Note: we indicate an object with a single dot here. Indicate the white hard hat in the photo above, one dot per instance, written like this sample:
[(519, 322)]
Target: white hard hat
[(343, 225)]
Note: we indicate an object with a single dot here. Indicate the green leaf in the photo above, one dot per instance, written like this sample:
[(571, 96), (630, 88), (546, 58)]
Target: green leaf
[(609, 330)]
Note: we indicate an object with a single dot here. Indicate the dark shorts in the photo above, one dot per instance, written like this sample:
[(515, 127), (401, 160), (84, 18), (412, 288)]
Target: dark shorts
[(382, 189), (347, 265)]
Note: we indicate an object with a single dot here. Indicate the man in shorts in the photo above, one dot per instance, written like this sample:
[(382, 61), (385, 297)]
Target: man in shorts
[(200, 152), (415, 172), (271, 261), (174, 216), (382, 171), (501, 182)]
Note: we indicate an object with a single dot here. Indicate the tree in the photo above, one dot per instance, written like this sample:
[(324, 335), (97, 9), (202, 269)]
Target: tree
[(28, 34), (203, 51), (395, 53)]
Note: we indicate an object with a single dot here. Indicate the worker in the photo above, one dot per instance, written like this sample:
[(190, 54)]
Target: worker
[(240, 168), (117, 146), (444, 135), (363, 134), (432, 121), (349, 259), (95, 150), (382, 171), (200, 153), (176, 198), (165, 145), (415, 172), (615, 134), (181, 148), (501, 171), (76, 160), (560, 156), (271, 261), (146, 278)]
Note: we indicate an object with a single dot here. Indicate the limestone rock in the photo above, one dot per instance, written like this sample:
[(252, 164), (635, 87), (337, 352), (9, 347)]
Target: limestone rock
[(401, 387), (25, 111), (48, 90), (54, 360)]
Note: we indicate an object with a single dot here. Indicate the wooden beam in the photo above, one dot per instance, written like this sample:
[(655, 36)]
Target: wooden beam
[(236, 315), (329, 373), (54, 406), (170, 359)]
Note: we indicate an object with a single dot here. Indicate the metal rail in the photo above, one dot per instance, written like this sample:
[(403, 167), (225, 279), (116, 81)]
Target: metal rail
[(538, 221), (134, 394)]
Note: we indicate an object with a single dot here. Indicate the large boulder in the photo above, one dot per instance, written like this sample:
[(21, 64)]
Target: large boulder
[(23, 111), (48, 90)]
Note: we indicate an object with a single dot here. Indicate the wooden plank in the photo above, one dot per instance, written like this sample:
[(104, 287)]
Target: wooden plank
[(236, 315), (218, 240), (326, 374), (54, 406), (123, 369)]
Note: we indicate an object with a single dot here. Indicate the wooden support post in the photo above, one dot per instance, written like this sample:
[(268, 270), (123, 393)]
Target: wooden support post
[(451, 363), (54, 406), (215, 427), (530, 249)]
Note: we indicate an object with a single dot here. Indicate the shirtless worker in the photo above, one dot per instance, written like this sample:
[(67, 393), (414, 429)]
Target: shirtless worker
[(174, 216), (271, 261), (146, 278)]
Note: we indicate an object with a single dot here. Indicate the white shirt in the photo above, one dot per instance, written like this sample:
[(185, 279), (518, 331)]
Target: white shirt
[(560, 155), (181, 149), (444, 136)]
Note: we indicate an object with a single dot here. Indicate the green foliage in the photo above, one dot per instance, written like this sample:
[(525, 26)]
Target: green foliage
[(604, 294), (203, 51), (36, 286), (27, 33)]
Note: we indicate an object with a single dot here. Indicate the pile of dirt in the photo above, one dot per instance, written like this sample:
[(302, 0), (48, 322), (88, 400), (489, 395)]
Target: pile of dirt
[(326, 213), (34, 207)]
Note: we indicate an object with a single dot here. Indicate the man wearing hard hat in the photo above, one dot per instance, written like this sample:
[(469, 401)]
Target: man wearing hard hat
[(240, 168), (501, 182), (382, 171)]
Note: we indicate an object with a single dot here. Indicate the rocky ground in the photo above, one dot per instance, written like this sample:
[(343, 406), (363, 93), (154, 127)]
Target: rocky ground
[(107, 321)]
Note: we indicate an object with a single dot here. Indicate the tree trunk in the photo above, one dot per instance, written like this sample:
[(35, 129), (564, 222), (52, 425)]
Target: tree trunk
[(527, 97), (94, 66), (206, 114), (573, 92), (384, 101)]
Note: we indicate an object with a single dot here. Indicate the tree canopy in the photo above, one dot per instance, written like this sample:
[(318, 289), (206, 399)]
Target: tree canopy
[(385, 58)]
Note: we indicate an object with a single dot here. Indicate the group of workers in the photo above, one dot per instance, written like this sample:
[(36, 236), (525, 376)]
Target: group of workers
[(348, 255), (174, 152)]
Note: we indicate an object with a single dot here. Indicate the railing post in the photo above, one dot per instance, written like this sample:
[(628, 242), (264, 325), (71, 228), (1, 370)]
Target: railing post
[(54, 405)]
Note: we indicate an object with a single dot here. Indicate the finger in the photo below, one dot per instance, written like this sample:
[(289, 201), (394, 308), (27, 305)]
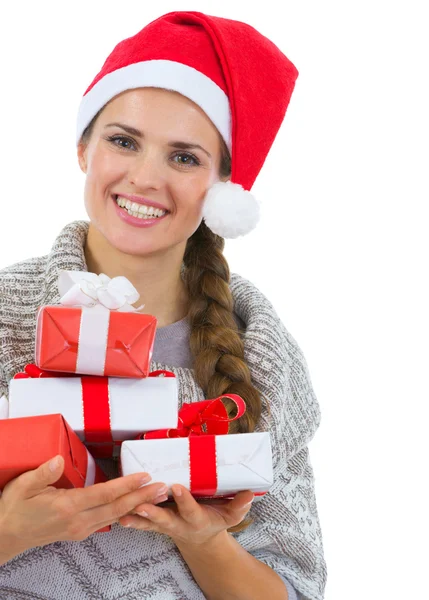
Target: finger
[(137, 522), (241, 500), (238, 507), (125, 504), (33, 482), (163, 520), (188, 507), (107, 492)]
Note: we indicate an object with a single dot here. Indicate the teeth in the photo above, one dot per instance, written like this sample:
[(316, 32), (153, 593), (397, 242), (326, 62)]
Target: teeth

# # # # # # #

- _The task_:
Substitute "example" for every instance of "sample" throughout the material above, leaving all other text unchanged. Omit the pictures from the result.

- _Written reply_:
Note: we indicate an object with a single dot here. Indicate the white hard hat in the photo above, one dot per instance, written like this example:
[(519, 322)]
Target: white hard hat
[(343, 225)]
Note: we indicate an object with a single dot here. Indicate the green leaf in the photo above, one dot per instance, written like this example:
[(571, 96), (630, 88), (546, 58)]
Target: green leaf
[(609, 330)]
Note: we indicate an object with a single dot here. Indicate the dark shorts in the photo above, one dot per instance, written like this example:
[(515, 127), (401, 160), (84, 18), (412, 288)]
Target: dark shorts
[(382, 189), (347, 265)]
Note: we indicate an object with a single dot here. Indicate the man in shorts in the photo above, one dot per instance, written like this example:
[(382, 61), (385, 297)]
Target: man in shorts
[(200, 152), (415, 172), (271, 261), (174, 216), (382, 171), (501, 182)]
Note: we indicate an object with a single dot here. Indicate the tree in the photo above, one dot per instance, written like this example:
[(324, 335), (97, 9), (202, 269)]
Target: tree
[(28, 34), (203, 51), (395, 53)]
Note: we indicate an object with a single dot here. Indicate the worker in the photo above, one dot per instance, written like this example:
[(190, 54)]
Target: worker
[(240, 168), (117, 146), (444, 135), (363, 134), (432, 121), (349, 259), (95, 150), (382, 171), (200, 153), (176, 198), (165, 145), (415, 172), (615, 134), (181, 148), (501, 171), (76, 160), (560, 156), (271, 261), (146, 278)]
Note: we indicate an object with a single dot here. Indicate the limestone rock in the photo above, one dot per instance, written like this example:
[(252, 164), (635, 87), (337, 352), (9, 347)]
Target: limestone rock
[(401, 387), (25, 111), (48, 90), (54, 360)]
Note: we indicate an object with a single dot here. Indicate the wooden beam in the photo above, one dot per instance, written like this example:
[(655, 36)]
Target: wooden beam
[(236, 315), (329, 373), (54, 406), (170, 359)]
Note: we indicate an object with a single dot here. Indicate the metal rail in the photo above, one dot per instance, written like this example:
[(403, 167), (225, 279), (116, 81)]
Target: metal rail
[(538, 221), (134, 394)]
Note: we indicate an object with a single dot here. Indicate the large boulder in the photo above, one dot per instance, written like this example:
[(21, 64)]
Target: large boulder
[(23, 111), (48, 90)]
Note: we indicate an object with a single dot here. Indicate the wooden plank in the photo above, one dot per instance, written like this example:
[(104, 287)]
Target: wooden plank
[(236, 315), (218, 240), (326, 374), (54, 406), (123, 369)]
Note: we indicate an object with a single dot here. Indicate the wooden support post in the photo above, one dot per instance, written like this example:
[(268, 270), (123, 393)]
Target: wooden support post
[(451, 363), (54, 406), (215, 427), (530, 249)]
Note: we indicate an object with a single dot here. Indicate the shirtless worker in the photo above, one dot per instance, written like this example:
[(67, 393), (414, 429)]
Target: shirtless worker
[(174, 216), (271, 261), (146, 278)]
Note: we indicate an object with a single dot here. Indicate the white shirt in the photo above, one dot per instance, written like this example:
[(185, 279), (518, 331)]
Target: white shirt
[(560, 155), (181, 149), (444, 136)]
Note: we indicate an object with a single dot here. Indicate the green foliage in the photo above, one dot per instance, written like this example:
[(525, 26)]
Target: green foliage
[(604, 294), (203, 51), (36, 286), (27, 33)]
Note: we indicate an object with a single dot here. Indicate the pile of dirt in the photo above, one dot per instance, written like this example:
[(302, 0), (48, 322), (88, 400), (489, 395)]
Target: pile of dirt
[(326, 213), (34, 207)]
Note: we indicate an object with a single dot here. Indicate the man wearing hard hat in the photo above, one dot per instance, written like this example:
[(469, 401)]
Target: man wearing hard hat
[(240, 168), (501, 182), (382, 171)]
Note: we indicate an object with a single dot here. Indicate the rocky ground in the photo above, one dot per instance, written like this example:
[(343, 406), (363, 93), (154, 127)]
Target: rocky ground
[(107, 321)]
Note: we indicate an object with a single dot here. Indicate the tree trunk in the photo above, one dot per instance, written like this example:
[(35, 129), (564, 222), (52, 425)]
Target: tree trunk
[(527, 97), (94, 66), (206, 114), (573, 92), (384, 101)]
Note: we indicate an object with a single dot here. Indicate the tree canopy in the photo above, one dot per instance, written like this example:
[(318, 289), (206, 399)]
Target: tree canopy
[(385, 58)]
Note: we indicate an object with a single dot here. Indicate the group of workers in the photo above, one dot per instance, written like this example:
[(36, 236), (525, 376)]
Target: group of workers
[(348, 255), (174, 152)]
Note: we indicate an object with a single dot here. Indicate the railing post in the photo above, one dot per instance, written like this example:
[(628, 242), (264, 325), (71, 228), (1, 370)]
Target: railing post
[(54, 405)]
Note: we indicate an object with a single dot here. Indicate the finger in the photo below, one dot per instance, written like this example:
[(289, 201), (394, 308), (27, 305)]
Target: finger
[(137, 522), (241, 500), (238, 507), (125, 504), (33, 482), (163, 520), (188, 507), (107, 492)]
Note: we indicate an object with a single dot here. Indicate the teeth in the photo above, one dot per instance, written like this example:
[(316, 32), (153, 593), (397, 242), (326, 62)]
Target: teeth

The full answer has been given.